(Required task): Locate every line in the listing below that contains the string "firework", with case counting, and copy each of those lines.

(Dataset):

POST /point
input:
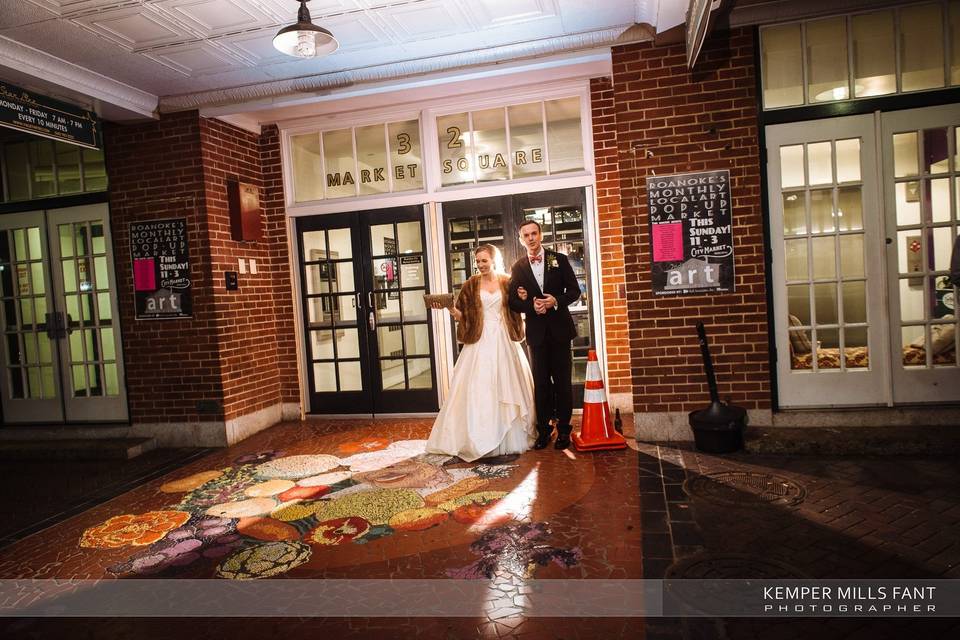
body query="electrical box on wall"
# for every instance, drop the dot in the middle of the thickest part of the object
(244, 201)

--

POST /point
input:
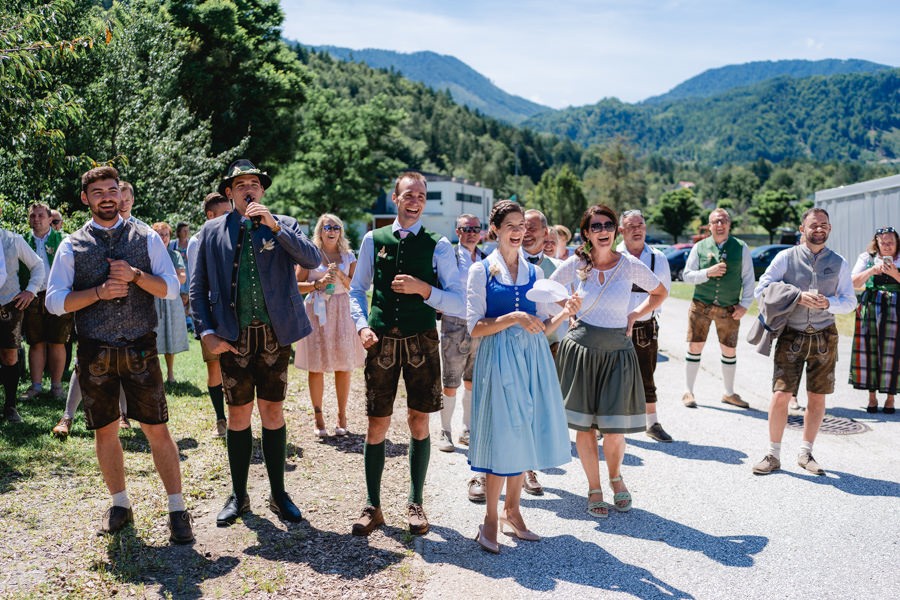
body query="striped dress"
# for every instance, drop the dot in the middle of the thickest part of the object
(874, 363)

==

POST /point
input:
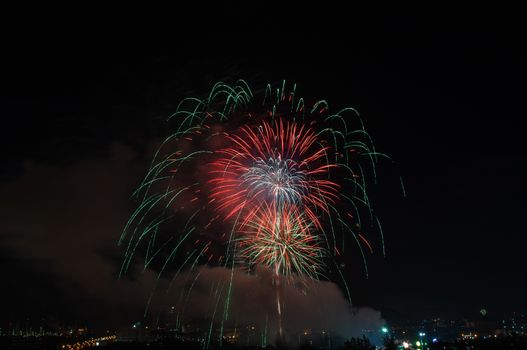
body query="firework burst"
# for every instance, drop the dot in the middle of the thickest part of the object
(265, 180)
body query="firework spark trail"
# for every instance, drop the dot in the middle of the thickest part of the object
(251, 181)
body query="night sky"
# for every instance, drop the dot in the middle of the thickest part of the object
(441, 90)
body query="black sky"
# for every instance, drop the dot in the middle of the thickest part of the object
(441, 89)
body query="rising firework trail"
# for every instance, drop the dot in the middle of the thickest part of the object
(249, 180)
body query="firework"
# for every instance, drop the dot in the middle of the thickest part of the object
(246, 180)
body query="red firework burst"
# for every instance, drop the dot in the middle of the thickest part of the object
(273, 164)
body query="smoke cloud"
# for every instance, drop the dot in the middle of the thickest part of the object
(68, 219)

(Reply):
body query="firework burst"
body query="firework spark trail"
body query="rising firework trail"
body query="firework"
body query="red firework burst"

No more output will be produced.